■ **CHALLENGE**: In the Maugham passage, rewrite the paragraph beginning "The studio’s international atmosphere" as a short bulleted list that keeps its main facts.

━━ DOCUMENT SEGMENT

In 1925, Maugham joined her sister in Turin and quickly became Casorati’s stellar pupil sharing a class-studio with other women of note, including Paola Levi Montalicini, Giorgina Lattes and Nella Marchesini, who would particularly admire ‘the unforced naturalness of her portraits.’ As Casorati recounted, ‘Daphne was born to paint and I to cerebrally construct a painting … It is my belief that, as her teacher, I received from her the best and most healthy human and artistic lesson. I would admire Daphne, who painted with simple joy.’

 

The studio’s international atmosphere suited Maugham. Before graduating from London’s Slade School of Art in 1922, she had lived in Paris for seven years, attending the city’s prestigious Academie Rason, run by Nabis founder Paul Sèusier and the movement’s keynote theoretician, Maurice Denis, who spearheaded nonrepresentational art and upheld the philosophies of Paul Gauguin. She would later credit Denis for giving a spiritual dimension to her work. Maugham’s education continued from 1918 to 1921 at the Accademie Notre-Dame des Champs with Cubist painter Andre Lhote, who had also trained Art Deco exponent Tamara de Lempicka. While in Paris, Maugham frequented the salon of self-taught post-Impressionist painter Mela Munter, whom a French critic praised as ‘being like Goya if he could have painted like Van Gogh.’ Munter was one of the first Polish women to devote herself professionally to painting, and her atelier attracted the likes of Berthe Morisot, Diego Rivera and Rainer Maria Rilke. Maugham felt at home there. As the daughter of a prosperous British diplomat and a vivacious musician-artist, she was fluent in four languages. These skills would serve her well nearly a decade later, when, as Casorati’s wife, she would play host to Turin’s most accomplished intellectuals.

━━━━
━━ DATA LINES

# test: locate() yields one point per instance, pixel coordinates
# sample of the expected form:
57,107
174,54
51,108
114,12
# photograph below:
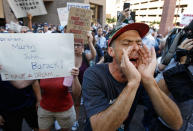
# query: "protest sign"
77,5
79,22
1,9
22,7
63,15
186,19
36,56
14,27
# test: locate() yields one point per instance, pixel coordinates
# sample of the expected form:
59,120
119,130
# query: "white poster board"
186,19
14,27
63,15
78,5
79,24
64,12
36,56
22,7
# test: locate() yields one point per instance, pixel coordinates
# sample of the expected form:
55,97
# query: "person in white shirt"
100,39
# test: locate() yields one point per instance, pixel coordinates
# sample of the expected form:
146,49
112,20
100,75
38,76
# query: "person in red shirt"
56,103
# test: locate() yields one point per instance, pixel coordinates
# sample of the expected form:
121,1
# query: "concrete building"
98,7
150,11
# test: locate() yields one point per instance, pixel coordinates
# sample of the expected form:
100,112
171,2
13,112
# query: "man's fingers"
153,54
186,41
187,46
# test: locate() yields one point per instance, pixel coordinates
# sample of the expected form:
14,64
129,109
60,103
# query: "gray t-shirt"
100,90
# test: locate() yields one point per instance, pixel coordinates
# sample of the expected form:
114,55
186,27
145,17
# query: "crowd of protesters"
125,74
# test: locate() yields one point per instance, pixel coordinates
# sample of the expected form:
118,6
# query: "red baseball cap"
142,29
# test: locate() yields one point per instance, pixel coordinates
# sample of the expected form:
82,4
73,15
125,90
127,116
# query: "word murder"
39,66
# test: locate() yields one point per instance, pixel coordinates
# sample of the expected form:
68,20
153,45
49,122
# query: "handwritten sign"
1,9
186,19
77,5
36,56
63,15
79,22
22,7
14,27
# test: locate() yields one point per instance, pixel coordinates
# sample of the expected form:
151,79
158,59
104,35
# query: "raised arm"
92,55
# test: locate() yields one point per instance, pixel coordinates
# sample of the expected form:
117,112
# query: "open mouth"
133,61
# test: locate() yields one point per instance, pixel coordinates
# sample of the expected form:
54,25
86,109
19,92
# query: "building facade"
150,11
98,7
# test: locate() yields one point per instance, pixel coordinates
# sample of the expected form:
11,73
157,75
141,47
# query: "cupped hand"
147,62
129,70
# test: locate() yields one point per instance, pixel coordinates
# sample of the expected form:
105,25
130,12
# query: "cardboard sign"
78,5
22,7
79,22
63,15
36,56
64,12
14,27
1,9
186,19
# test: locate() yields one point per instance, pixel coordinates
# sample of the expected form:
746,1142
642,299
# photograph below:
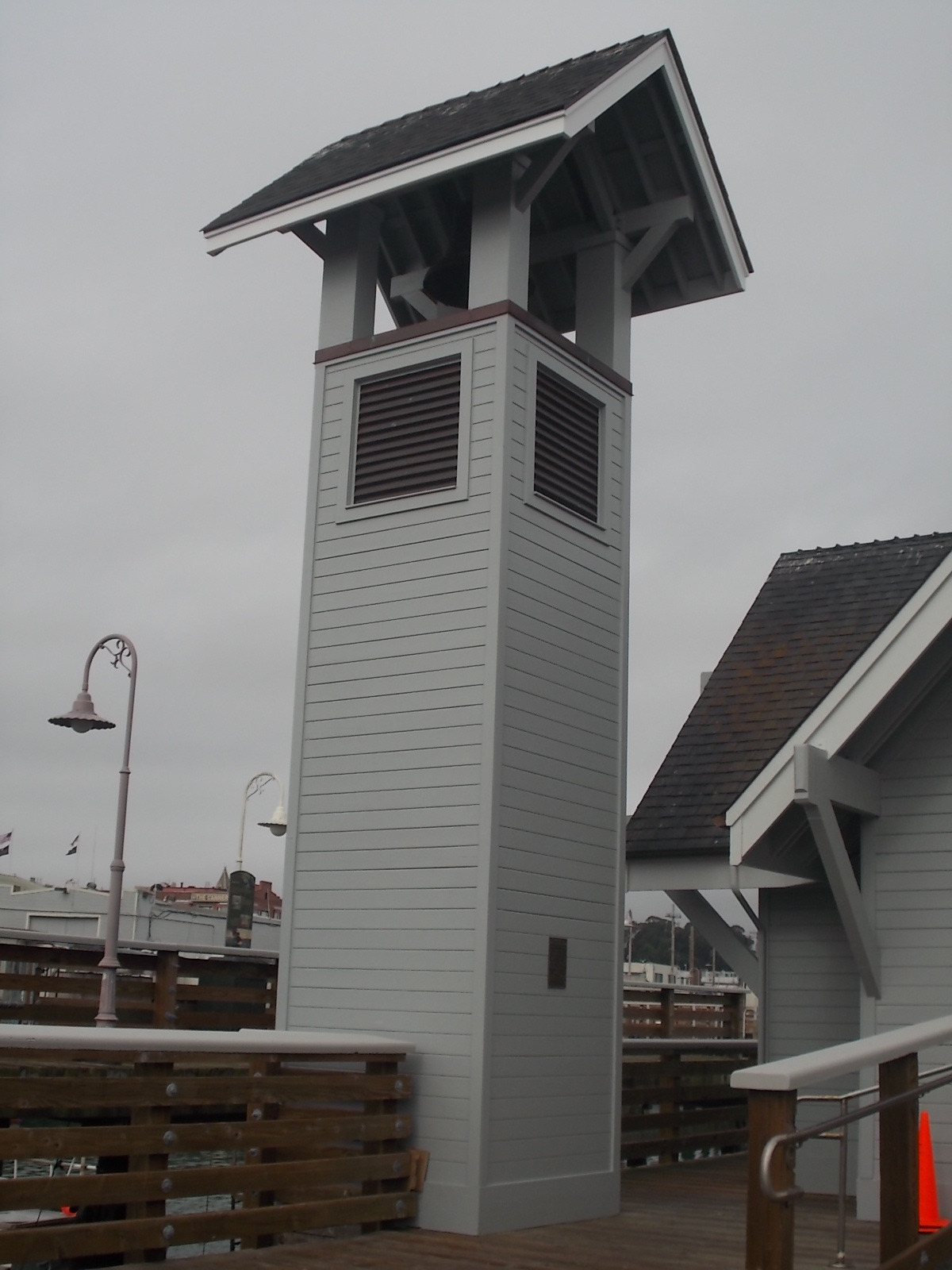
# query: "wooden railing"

━━━━

■ **SOLUTION FOR THIS PROBLEM**:
- The studio’s international atmosphere suited Maugham.
- Before graduating from London’s Slade School of Art in 1922, she lived in Paris for seven years.
- In Paris she attended the Academie Rason, run by Nabis founder Paul Sèusier and theoretician Maurice Denis. She later credited Denis with giving her work a spiritual dimension.
- From 1918 to 1921 she studied at the Accademie Notre-Dame des Champs with Cubist painter Andre Lhote.
- She frequented the salon of post-Impressionist painter Mela Munter, one of the first Polish women to paint professionally, and felt at home there.
- She was the daughter of a prosperous British diplomat and a musician-artist, and she spoke four languages. Nearly a decade later, as Casorati’s wife, she used these skills in hosting Turin’s most accomplished intellectuals.